Stated exercise: Transcribe everything in the GMAT passage below from "The GMAT, which" down to "a GMAT score.".

Source passage:
The GMAT exam doesn’t have to be a stressful undertaking. Instead, with proper planning and preparation, you can have complete confidence in your GMAT performance. This GMAT information will help you pass the GMAT exam on your first attempt. So, start your journey by learning these important GMAT facts.
The GMAT, which stands for Graduate Management Admission Test, is a standardized exam. Colleges and universities use your scores to determine how prepared you are to enter into a Masters in Business Administration (MBA) program. Masters of Finance (MFA), Masters of Accountancy (MAcc), and Doctorate of Business Administration (DBA) programs may also require the GMAT. Some programs will also accept a Graduate Record Examination (GRE) score in lieu of a GMAT score.
The best schools will require top scores, so preparing for the exam is critical.
The GMAT is computerized. You will have 3 hours and 30 minutes to complete all the questions, an integrative reasoning exercise, and 1 essay.

[Data listing]
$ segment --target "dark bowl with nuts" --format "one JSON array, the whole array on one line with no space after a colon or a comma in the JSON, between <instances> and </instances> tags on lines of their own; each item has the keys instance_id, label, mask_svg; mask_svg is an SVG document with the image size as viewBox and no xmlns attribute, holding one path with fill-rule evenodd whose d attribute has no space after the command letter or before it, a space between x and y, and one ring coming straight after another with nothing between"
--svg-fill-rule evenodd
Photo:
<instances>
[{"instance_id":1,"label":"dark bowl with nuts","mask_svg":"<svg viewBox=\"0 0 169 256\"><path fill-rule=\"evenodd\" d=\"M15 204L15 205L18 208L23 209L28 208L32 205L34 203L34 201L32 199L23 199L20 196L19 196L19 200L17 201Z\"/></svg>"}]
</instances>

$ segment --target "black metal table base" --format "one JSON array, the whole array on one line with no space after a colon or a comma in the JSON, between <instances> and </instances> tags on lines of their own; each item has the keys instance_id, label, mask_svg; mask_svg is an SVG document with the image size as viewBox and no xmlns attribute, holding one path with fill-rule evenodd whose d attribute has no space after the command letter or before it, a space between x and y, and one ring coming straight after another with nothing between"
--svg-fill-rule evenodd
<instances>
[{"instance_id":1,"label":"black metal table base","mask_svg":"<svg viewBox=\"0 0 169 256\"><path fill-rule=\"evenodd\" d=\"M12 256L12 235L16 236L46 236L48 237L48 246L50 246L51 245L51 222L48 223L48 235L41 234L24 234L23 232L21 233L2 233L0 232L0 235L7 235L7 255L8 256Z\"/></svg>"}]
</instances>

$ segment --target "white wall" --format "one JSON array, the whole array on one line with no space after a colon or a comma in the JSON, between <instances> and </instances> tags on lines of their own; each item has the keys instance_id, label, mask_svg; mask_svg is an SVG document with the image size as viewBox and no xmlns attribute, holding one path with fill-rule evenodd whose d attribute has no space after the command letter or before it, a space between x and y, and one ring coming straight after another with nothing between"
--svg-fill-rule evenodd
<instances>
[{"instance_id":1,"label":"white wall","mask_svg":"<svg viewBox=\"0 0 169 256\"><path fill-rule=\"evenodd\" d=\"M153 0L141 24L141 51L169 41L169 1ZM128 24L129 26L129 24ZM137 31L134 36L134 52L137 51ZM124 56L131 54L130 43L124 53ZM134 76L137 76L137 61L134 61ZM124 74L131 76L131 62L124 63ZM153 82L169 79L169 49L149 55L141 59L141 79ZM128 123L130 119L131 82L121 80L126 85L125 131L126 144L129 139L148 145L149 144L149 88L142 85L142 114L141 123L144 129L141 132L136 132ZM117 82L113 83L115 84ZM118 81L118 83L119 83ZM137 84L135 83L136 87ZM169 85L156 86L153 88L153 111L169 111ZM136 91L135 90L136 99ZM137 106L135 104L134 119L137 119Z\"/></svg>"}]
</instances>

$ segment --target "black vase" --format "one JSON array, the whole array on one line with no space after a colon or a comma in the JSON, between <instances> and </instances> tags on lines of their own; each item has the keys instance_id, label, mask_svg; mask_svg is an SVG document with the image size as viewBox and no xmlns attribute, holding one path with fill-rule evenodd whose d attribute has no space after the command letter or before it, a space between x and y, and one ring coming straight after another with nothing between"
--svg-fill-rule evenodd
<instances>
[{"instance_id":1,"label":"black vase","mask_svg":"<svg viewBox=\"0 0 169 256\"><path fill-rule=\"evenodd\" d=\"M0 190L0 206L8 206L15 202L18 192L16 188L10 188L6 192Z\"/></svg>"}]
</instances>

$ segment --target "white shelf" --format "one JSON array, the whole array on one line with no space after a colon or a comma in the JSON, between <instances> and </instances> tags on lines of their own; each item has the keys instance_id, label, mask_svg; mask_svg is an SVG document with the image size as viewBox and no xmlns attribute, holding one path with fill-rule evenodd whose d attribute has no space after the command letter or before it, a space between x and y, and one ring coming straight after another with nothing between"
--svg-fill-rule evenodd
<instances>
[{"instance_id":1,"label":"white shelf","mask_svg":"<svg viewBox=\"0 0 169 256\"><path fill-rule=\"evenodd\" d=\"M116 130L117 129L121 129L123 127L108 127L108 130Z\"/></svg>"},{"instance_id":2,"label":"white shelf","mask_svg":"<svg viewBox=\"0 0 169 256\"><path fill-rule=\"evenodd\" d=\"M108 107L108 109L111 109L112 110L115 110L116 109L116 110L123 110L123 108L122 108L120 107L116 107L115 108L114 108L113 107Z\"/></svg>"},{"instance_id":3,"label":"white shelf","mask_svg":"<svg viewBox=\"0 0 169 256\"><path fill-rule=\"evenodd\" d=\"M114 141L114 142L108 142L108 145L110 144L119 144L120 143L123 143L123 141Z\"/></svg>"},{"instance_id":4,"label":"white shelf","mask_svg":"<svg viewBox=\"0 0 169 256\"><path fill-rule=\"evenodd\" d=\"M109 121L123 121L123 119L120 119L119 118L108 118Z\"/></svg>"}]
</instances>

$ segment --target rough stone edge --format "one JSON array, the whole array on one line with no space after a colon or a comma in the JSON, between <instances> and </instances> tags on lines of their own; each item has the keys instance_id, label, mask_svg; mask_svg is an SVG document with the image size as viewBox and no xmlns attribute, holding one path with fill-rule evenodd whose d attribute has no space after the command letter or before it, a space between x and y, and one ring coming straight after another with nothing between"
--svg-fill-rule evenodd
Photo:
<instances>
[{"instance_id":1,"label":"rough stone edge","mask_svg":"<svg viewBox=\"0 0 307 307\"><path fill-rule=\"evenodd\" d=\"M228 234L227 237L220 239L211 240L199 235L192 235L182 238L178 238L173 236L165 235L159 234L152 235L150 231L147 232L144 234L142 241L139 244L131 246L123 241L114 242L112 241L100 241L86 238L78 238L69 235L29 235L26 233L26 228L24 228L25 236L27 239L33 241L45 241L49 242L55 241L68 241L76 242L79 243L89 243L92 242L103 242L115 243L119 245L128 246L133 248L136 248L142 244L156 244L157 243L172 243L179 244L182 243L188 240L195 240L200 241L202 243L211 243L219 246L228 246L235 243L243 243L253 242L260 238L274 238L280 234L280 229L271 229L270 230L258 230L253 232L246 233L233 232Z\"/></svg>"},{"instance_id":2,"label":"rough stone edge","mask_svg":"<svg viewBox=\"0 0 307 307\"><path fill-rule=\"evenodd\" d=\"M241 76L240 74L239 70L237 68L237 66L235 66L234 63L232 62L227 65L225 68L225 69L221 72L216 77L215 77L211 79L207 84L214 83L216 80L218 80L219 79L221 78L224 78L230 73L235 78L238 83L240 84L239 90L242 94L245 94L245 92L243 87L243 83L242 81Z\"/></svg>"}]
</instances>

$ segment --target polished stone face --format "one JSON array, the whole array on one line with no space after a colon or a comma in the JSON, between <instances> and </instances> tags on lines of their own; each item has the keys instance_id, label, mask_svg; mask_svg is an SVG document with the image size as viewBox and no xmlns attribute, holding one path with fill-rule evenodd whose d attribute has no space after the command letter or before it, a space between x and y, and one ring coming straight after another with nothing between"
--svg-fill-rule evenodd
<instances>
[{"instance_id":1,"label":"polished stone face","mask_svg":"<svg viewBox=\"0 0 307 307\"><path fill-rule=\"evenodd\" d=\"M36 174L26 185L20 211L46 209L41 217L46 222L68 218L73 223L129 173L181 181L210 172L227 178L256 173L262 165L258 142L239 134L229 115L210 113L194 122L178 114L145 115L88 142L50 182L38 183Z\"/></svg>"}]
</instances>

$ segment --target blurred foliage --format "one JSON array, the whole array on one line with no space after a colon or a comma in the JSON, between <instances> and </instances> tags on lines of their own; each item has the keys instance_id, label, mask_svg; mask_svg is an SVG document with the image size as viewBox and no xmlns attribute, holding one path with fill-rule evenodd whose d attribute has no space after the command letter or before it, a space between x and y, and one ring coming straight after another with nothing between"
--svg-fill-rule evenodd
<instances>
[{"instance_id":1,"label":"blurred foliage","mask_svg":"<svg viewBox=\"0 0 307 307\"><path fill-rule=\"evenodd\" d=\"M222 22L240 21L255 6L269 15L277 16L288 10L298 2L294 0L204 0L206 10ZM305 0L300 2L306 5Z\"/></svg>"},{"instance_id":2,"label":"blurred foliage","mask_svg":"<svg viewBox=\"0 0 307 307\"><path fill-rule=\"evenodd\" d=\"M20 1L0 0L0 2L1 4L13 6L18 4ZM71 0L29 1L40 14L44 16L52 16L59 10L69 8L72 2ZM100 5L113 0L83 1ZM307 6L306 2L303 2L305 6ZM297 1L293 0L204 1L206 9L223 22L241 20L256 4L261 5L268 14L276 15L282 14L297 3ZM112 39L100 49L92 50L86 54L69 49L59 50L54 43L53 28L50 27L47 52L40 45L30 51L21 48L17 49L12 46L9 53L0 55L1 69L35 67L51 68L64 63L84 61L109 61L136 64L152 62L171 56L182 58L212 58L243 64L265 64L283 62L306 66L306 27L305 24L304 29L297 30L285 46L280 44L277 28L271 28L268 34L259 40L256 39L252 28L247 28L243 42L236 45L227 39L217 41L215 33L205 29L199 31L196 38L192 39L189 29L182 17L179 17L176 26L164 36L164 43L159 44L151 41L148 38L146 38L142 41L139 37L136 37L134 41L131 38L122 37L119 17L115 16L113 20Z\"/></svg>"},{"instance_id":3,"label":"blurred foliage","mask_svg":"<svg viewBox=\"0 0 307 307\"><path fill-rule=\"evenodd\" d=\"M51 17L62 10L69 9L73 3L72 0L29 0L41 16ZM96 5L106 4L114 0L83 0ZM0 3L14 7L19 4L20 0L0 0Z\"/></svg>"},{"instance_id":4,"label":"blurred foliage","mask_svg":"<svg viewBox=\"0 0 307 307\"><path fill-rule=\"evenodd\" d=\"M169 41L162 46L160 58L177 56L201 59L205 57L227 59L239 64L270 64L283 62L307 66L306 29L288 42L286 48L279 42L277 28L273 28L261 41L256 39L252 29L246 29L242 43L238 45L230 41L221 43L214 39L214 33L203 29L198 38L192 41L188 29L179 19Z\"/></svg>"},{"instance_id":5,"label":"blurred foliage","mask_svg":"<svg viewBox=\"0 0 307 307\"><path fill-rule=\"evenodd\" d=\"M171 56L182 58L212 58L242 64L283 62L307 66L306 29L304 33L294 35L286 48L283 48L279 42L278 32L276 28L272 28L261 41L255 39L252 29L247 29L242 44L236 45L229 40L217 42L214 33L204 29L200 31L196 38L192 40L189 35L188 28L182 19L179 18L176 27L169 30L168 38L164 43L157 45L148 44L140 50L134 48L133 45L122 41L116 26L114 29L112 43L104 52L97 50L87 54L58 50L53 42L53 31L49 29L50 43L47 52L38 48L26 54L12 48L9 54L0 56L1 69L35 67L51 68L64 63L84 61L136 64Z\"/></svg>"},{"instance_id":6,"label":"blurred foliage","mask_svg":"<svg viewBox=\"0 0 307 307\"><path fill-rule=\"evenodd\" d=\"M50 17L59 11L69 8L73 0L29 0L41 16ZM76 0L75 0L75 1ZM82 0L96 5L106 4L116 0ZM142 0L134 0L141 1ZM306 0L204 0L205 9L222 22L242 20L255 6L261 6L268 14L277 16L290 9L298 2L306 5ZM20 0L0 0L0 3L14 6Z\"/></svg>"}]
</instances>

Written answer:
The GMAT, which stands for Graduate Management Admission Test, is a standardized exam. Colleges and universities use your scores to determine how prepared you are to enter into a Masters in Business Administration (MBA) program. Masters of Finance (MFA), Masters of Accountancy (MAcc), and Doctorate of Business Administration (DBA) programs may also require the GMAT. Some programs will also accept a Graduate Record Examination (GRE) score in lieu of a GMAT score.